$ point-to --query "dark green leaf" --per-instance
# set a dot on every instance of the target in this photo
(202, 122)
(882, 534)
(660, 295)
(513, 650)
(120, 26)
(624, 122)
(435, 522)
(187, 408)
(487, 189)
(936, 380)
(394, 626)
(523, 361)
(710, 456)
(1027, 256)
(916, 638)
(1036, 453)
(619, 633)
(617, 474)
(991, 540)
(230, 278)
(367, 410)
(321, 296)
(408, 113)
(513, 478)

-*-

**Task objective**. Write out all the records above again, character for character, with every line in its original order.

**The result**.
$ point-to --query "dark green leaf" --per-instance
# set a dot on every instance of the target in this photo
(202, 122)
(882, 534)
(660, 295)
(513, 650)
(120, 26)
(624, 122)
(435, 522)
(187, 408)
(487, 189)
(936, 380)
(394, 626)
(523, 361)
(710, 456)
(1027, 256)
(916, 638)
(1036, 453)
(619, 633)
(617, 474)
(991, 540)
(230, 278)
(367, 410)
(321, 296)
(408, 113)
(513, 478)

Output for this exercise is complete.